• **Aim**
Rewrite the listing below, putting "locate" wherever "pinpoint" appears and leaving everything else unchanged.

• **Data for the task**
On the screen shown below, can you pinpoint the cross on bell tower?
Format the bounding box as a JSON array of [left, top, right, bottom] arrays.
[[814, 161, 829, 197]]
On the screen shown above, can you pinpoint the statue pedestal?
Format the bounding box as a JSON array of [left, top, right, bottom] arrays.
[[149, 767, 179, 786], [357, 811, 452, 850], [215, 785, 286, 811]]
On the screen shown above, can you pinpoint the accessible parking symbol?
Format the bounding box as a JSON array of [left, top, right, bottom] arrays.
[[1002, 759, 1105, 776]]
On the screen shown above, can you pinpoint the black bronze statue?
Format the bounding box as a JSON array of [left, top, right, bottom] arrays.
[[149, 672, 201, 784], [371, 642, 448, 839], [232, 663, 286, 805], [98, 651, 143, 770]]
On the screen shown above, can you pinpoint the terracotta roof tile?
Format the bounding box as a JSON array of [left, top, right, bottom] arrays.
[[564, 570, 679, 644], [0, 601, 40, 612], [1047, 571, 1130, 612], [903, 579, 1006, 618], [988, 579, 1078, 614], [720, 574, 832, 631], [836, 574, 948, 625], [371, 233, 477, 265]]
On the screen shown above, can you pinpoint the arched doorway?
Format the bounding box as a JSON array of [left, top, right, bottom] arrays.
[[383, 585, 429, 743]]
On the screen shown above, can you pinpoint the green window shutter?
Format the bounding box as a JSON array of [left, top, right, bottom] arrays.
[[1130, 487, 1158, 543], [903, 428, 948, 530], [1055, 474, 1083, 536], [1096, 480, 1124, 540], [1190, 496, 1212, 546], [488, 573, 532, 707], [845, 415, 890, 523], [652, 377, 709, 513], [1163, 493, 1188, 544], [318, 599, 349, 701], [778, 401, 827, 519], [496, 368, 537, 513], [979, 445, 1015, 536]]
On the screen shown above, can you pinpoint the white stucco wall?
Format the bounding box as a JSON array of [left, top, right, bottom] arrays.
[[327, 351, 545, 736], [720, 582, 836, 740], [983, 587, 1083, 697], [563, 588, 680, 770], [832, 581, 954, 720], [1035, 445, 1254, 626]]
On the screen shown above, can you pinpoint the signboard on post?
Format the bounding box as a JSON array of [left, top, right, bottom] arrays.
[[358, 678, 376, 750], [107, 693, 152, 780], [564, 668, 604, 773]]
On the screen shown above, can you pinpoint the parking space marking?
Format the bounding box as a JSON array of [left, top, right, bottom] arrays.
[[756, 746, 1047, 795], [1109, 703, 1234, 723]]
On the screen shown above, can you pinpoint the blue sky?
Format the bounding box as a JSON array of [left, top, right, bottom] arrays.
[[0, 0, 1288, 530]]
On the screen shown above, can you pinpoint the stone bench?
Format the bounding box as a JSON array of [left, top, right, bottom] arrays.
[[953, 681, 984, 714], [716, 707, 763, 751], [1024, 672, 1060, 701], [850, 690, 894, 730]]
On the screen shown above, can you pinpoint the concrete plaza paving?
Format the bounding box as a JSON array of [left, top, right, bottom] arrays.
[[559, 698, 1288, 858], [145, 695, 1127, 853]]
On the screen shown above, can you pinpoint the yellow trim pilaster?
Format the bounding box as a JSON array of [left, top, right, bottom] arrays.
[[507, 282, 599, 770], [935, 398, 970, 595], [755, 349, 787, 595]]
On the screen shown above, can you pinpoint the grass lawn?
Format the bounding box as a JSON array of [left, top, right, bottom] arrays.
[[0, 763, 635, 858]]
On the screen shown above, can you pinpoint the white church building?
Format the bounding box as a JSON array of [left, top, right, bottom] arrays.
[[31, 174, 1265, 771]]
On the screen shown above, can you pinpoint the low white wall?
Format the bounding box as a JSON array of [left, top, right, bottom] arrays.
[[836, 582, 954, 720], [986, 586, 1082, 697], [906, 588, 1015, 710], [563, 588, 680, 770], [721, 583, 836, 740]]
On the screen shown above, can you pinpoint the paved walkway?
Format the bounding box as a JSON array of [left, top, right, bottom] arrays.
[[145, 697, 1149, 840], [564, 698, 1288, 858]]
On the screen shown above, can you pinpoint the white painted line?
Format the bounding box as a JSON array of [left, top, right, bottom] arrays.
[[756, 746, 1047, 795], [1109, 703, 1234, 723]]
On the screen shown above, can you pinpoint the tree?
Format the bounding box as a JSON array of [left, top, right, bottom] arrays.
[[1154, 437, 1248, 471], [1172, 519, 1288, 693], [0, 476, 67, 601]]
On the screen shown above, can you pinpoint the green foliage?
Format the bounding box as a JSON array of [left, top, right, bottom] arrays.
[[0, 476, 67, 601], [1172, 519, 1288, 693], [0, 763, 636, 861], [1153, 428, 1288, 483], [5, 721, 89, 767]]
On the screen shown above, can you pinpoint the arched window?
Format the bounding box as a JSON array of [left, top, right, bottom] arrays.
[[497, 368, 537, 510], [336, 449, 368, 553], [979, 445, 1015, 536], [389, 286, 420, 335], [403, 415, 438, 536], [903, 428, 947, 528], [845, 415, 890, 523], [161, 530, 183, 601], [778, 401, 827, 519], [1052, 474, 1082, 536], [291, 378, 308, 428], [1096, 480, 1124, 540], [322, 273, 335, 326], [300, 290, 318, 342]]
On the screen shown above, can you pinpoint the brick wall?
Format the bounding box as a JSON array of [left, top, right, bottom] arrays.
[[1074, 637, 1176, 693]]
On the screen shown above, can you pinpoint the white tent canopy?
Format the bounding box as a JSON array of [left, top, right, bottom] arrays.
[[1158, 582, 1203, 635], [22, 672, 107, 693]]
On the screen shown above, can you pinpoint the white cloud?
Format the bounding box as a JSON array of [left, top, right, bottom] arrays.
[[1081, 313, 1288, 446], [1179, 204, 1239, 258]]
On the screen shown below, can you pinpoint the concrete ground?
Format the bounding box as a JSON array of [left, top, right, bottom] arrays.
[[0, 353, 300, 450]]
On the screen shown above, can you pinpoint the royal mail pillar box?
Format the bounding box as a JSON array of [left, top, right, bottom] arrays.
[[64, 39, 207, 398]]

• **Task solution**
On the screen shown below, can you locate the cross on bell tower?
Format the bounding box as a JSON array of [left, top, right, bottom] arrays.
[[814, 161, 829, 197]]
On the screen shown above, can you locate the statue pedestal?
Format the bounding box as a JSON array of [left, top, right, bottom] arrays.
[[149, 767, 179, 786], [357, 811, 452, 850], [215, 785, 286, 811]]
On the screen shown above, can you locate the accessible parking symbol?
Format the bounding box as a JSON array of [left, top, right, bottom] arrays.
[[1002, 759, 1105, 776]]
On the screen shown above, can you locate the black bronze statue?
Format the bounding box as a JSON array of [left, top, right, bottom] arrays.
[[149, 672, 201, 784], [371, 642, 448, 839], [232, 663, 286, 805], [98, 651, 143, 770]]
On the screen shown above, can you locate the terracotta roof tile?
Format the bounding box as a JSON array of [left, top, right, bottom] arrays.
[[564, 570, 679, 644], [0, 601, 40, 612], [1047, 571, 1130, 612], [903, 579, 1006, 618], [988, 579, 1078, 614], [720, 574, 832, 631], [836, 574, 948, 625], [371, 233, 477, 265]]
On the screen shown above, can you locate the arched doorway?
Format the bounding box as a JSON array of [left, top, right, bottom] arrays.
[[383, 585, 429, 743]]
On the screen shown above, can you locate the green window shutter?
Format the bounding box as a JSON array of [left, top, right, bottom] arrays.
[[1130, 487, 1158, 543], [903, 428, 948, 530], [1055, 474, 1083, 536], [1096, 480, 1124, 540], [1190, 496, 1212, 546], [488, 573, 532, 707], [845, 415, 890, 523], [652, 377, 709, 513], [1163, 493, 1188, 544], [318, 599, 349, 701], [778, 401, 827, 519], [496, 368, 537, 513], [979, 445, 1015, 536]]
On the screen shown above, can you locate the white stucco wall?
Format the bounding box as a JSON array of [left, top, right, bottom] arrays.
[[327, 351, 545, 736], [720, 582, 836, 740], [983, 587, 1083, 697], [563, 588, 680, 770], [832, 581, 954, 720], [1035, 445, 1254, 626]]
On the screen shown above, can you locate the signboard on post?
Format the bounding box as a JSON array of [left, top, right, bottom] arrays.
[[358, 678, 376, 750], [107, 693, 152, 780], [564, 668, 604, 773]]
On the screen shown above, can you locate the parking space marking?
Format the bounding box as a JSON array of [left, top, right, bottom] arrays.
[[756, 746, 1047, 795], [1109, 703, 1234, 723]]
On the screen shown above, can you locate the blue sky?
Format the bounding box as a JSON array of [left, top, right, bottom] arrays.
[[0, 0, 1288, 530]]
On the screen shown above, can you locate the stone bench?
Format the bounding box as a JSON array of [left, top, right, bottom] arrays.
[[953, 681, 984, 714], [716, 707, 763, 751], [1024, 672, 1060, 701], [850, 690, 894, 730]]
On the screen shown above, can you locate the concrete plaza paving?
Format the bounding box as a JSON array of [left, top, right, bottom] arrays.
[[559, 698, 1288, 858], [145, 695, 1127, 853]]
On the screen shown above, can you locate the yellow trim pilaster?
Format the bounding box as a JSON array of [left, top, right, bottom] arrays.
[[507, 282, 599, 770], [935, 398, 970, 595], [755, 349, 787, 595]]
On the screen shown above, can you locate the grass lawn?
Format the bounding box as a JSON array of [left, top, right, bottom] arrays.
[[0, 763, 635, 858]]
On the screen shown above, can you locate the white church building?
Format the bounding box as a JSON array of [left, top, right, bottom] arrays.
[[31, 174, 1265, 771]]
On the screen shown above, can you locate the low white wall?
Format the bounding box as a JSON array of [left, top, right, bottom] arrays.
[[836, 582, 954, 720], [986, 586, 1082, 697], [906, 588, 1015, 710], [563, 588, 680, 770], [721, 583, 836, 740]]
On the screen shown above, can you locate the paved walkway?
Format the bounding box as a JSON array of [left, top, right, bottom] arrays.
[[145, 697, 1149, 840], [564, 698, 1288, 858]]
On the screen shown above, can you locate the white painted line?
Format the bounding box as a JSON array of [left, top, right, bottom] arrays.
[[756, 746, 1047, 795], [1109, 703, 1234, 723]]
On the screen shown above, can you locate the tree?
Format the bounding box as a JSON array of [left, top, right, bottom] arrays.
[[1154, 437, 1248, 471], [1172, 519, 1288, 693], [0, 476, 67, 601]]
On the screen shown above, can you locate the green foliage?
Format the bounding box as a JSON array of [left, top, right, bottom] arrays.
[[0, 476, 67, 601], [1172, 519, 1288, 693], [0, 763, 636, 861], [1153, 428, 1288, 483], [5, 721, 89, 767]]
On the screen shown above, can you locate the arched window?
Format the bounding box as a JSON array of [left, top, right, bottom] arrays.
[[497, 368, 537, 510], [336, 449, 368, 553], [979, 445, 1015, 536], [389, 286, 420, 335], [403, 415, 438, 536], [903, 428, 947, 528], [845, 415, 890, 523], [161, 530, 183, 601], [778, 401, 827, 519], [1052, 474, 1082, 536], [291, 378, 308, 428], [1096, 480, 1124, 540], [322, 273, 335, 326], [300, 290, 318, 342]]
On the screen shown above, can you locate the brick wall?
Format the bounding box as a JSON array of [left, top, right, bottom] arrays.
[[1074, 637, 1176, 693]]
On the screen shown above, can you locate the white tent canopy?
Format the bounding box as a JSON array of [left, top, right, bottom] arrays.
[[1158, 582, 1203, 635], [22, 672, 107, 693]]
On the screen shown above, can you locate the white cloud?
Format the bounding box as a JSON array of [left, top, right, bottom] arrays.
[[1081, 313, 1288, 446], [1179, 204, 1239, 258]]
On the screen shown below, can you locate the concrete ground?
Format the bounding box as a JSON array of [left, top, right, bottom] arrays.
[[0, 353, 300, 450]]
On the screen shown above, can you locate the royal mail pillar box?
Format the bounding box as a JSON array of [left, top, right, bottom] arrays.
[[64, 39, 207, 398]]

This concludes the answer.